▸ **Stated exercise**: Find every line below that contains the word "green" and copy each one. Case counts.
-------- Task input
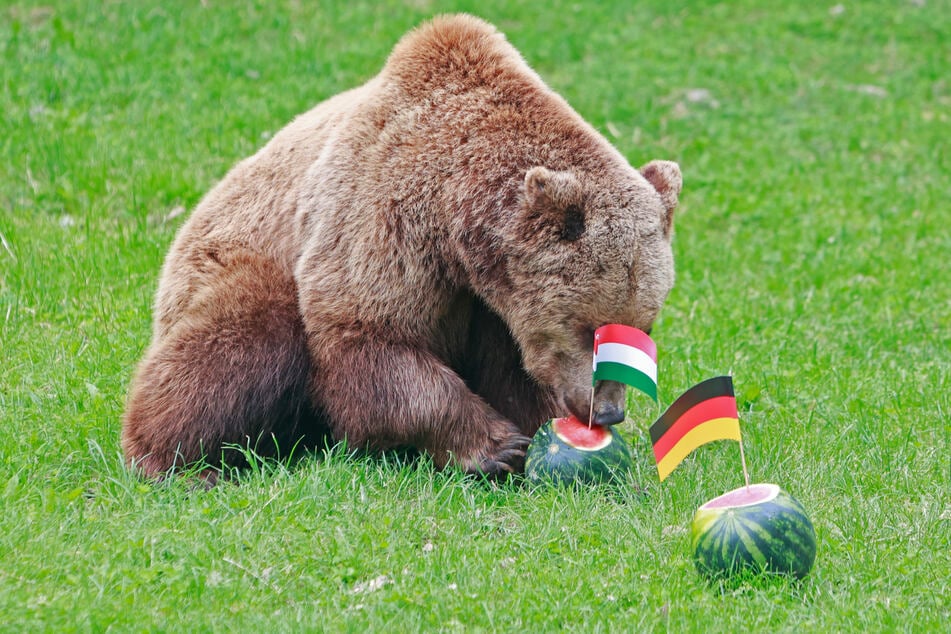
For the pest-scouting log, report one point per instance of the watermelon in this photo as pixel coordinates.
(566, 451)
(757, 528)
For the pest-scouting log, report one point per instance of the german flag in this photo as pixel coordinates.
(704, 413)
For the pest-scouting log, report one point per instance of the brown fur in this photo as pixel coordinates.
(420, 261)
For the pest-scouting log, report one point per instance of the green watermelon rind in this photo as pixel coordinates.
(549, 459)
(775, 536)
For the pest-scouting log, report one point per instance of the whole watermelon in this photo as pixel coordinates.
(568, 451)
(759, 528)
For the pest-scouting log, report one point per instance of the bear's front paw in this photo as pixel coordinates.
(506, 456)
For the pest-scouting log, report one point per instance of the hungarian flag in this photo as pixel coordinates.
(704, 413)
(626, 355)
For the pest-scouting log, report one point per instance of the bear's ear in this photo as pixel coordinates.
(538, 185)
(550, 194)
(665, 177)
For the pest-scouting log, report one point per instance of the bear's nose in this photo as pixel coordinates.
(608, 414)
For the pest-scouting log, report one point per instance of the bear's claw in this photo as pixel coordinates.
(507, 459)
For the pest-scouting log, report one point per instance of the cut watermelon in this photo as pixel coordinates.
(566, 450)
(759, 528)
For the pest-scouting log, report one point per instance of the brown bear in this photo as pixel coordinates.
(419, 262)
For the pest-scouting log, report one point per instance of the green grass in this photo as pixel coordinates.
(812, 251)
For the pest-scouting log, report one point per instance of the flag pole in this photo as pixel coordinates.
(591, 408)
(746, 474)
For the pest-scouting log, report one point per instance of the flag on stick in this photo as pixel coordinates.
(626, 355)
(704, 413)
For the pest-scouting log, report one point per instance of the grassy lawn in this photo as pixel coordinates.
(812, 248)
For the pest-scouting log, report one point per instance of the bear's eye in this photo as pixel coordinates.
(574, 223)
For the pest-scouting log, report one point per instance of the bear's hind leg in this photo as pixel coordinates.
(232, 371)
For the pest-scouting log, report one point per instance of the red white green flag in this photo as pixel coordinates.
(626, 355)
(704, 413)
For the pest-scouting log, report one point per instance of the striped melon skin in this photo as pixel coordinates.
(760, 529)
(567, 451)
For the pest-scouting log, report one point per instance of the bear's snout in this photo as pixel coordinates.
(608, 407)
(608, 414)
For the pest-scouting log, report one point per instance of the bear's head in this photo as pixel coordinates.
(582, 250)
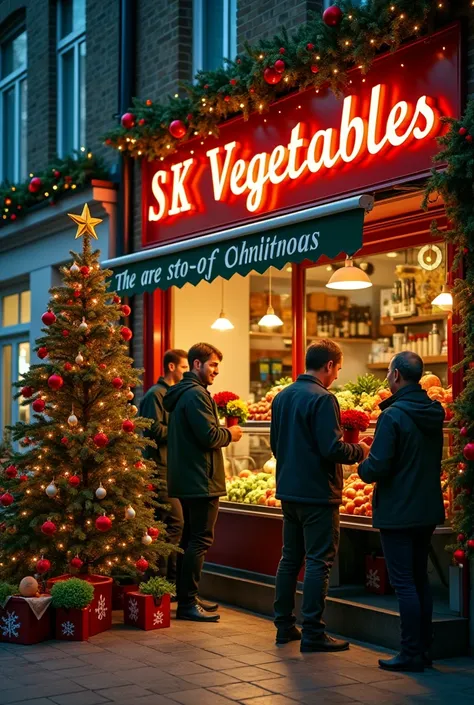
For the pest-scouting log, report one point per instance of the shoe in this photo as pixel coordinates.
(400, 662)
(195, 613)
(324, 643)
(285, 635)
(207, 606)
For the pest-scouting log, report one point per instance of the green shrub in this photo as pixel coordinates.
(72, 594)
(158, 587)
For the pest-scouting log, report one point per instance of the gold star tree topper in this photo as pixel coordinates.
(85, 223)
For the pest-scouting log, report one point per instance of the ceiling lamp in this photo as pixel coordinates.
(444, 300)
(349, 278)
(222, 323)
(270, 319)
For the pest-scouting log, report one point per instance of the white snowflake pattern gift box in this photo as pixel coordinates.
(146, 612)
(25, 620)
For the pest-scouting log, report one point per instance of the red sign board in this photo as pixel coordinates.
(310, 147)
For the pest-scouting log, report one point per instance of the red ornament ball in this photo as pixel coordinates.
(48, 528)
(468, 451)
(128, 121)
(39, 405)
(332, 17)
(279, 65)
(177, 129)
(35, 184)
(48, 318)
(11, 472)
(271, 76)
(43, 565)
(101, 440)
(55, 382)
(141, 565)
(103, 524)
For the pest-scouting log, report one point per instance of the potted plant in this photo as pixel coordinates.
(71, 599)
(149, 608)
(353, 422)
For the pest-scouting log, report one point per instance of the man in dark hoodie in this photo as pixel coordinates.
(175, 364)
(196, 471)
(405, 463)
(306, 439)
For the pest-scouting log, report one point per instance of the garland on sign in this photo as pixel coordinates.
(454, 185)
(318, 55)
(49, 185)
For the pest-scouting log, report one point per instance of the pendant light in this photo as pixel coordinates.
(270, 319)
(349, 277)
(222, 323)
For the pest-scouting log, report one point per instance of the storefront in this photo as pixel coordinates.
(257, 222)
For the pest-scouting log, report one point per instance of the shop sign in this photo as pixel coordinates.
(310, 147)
----------------
-------- Task input
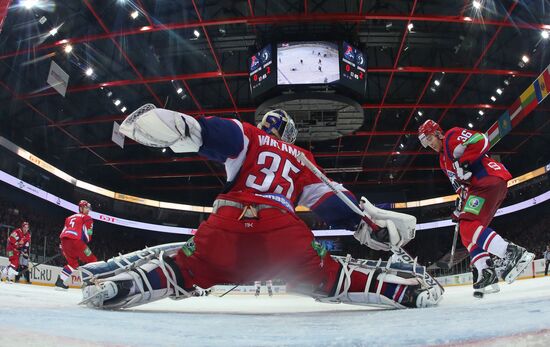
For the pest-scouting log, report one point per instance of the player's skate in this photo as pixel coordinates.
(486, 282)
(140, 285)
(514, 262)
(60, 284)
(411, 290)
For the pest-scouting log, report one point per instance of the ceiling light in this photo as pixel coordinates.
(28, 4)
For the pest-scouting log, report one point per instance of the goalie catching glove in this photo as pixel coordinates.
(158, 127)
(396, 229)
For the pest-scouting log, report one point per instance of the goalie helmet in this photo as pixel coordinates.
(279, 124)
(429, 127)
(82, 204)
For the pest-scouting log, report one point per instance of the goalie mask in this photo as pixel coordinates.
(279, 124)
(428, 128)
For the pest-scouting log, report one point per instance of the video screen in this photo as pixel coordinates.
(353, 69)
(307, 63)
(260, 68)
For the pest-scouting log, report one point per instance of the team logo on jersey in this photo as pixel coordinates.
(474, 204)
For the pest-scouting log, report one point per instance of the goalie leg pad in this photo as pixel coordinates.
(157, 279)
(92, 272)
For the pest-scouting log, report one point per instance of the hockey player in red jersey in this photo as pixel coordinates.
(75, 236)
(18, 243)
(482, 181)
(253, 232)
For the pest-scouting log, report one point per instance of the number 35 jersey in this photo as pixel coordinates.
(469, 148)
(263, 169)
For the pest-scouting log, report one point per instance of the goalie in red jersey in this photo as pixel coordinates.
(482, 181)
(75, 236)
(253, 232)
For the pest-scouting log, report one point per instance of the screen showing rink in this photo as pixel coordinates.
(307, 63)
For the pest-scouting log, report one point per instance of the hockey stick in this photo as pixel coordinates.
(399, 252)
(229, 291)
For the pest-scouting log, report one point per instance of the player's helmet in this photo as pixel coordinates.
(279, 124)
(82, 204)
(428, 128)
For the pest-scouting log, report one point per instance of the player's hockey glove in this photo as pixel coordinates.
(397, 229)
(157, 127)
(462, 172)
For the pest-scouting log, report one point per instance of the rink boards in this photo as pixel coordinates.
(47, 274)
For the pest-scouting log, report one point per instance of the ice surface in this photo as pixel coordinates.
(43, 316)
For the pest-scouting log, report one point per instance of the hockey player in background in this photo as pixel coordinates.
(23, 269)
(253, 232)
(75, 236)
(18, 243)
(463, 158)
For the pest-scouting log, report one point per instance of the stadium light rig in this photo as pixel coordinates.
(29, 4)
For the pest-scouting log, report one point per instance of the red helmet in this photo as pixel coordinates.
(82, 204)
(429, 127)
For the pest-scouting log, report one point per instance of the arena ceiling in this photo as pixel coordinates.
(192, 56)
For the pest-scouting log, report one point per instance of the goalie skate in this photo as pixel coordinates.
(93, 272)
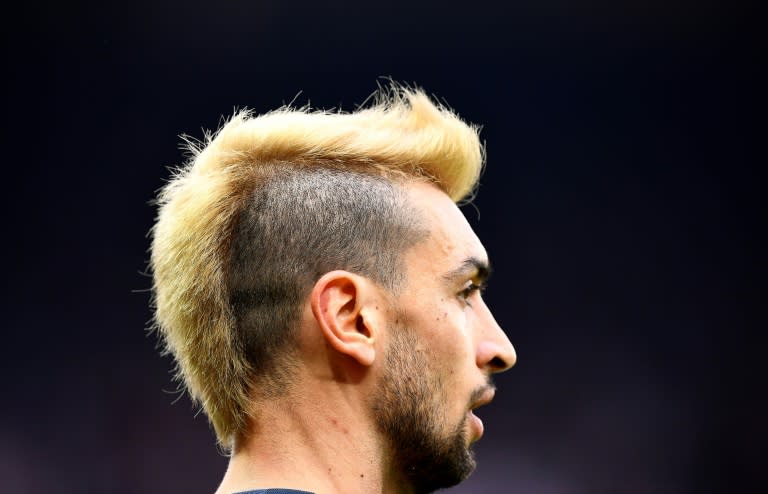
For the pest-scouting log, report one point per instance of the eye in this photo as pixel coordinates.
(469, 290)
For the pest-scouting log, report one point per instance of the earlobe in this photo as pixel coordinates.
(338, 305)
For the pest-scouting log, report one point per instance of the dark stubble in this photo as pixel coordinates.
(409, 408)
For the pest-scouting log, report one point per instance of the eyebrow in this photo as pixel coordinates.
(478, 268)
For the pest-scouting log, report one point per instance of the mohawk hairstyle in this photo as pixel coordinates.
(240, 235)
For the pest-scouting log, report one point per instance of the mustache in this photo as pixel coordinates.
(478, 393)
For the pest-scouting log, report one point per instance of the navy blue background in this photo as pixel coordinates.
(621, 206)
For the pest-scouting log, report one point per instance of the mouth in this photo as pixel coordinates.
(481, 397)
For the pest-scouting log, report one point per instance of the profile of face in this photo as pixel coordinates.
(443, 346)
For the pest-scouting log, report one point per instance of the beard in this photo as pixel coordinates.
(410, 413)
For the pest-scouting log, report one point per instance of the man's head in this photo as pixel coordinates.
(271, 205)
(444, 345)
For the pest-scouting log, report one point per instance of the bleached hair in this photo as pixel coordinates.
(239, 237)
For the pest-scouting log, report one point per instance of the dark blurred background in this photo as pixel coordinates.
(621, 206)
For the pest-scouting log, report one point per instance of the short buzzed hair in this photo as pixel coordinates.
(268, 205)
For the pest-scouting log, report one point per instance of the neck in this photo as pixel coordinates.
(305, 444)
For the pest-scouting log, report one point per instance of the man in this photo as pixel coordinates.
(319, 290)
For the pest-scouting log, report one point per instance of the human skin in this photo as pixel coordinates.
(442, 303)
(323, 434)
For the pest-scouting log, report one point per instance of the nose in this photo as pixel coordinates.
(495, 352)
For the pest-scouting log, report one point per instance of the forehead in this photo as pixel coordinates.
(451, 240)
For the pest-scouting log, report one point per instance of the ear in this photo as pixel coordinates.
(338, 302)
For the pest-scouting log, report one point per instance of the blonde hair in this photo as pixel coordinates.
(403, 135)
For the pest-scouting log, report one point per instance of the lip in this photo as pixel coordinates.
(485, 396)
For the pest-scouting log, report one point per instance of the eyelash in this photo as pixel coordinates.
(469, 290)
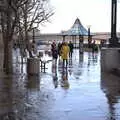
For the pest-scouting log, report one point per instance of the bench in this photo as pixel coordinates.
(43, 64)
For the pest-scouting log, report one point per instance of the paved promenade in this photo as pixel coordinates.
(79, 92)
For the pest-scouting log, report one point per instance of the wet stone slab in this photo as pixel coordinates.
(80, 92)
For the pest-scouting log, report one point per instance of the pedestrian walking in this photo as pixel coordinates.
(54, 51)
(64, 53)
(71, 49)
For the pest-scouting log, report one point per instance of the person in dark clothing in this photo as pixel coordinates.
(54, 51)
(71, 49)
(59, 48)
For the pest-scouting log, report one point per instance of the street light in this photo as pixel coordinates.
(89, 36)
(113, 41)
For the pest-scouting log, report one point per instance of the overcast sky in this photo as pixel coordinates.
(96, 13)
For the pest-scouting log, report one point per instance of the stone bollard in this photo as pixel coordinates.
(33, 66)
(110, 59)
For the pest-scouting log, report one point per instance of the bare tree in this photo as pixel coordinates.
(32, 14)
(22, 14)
----------------
▸ **Solution to this problem**:
For the pest-scouting log, report one point per instance of the green watermelon rind in this photo as pixel coordinates.
For the pest-scouting log, report one point per instance of the green grass in this photo as pixel coordinates.
For the pest-scouting log, report one point per instance of the red white green flag in this photo as pixel coordinates.
For the pest-scouting log, report one point per instance of the green shrub in this photo as pixel coordinates.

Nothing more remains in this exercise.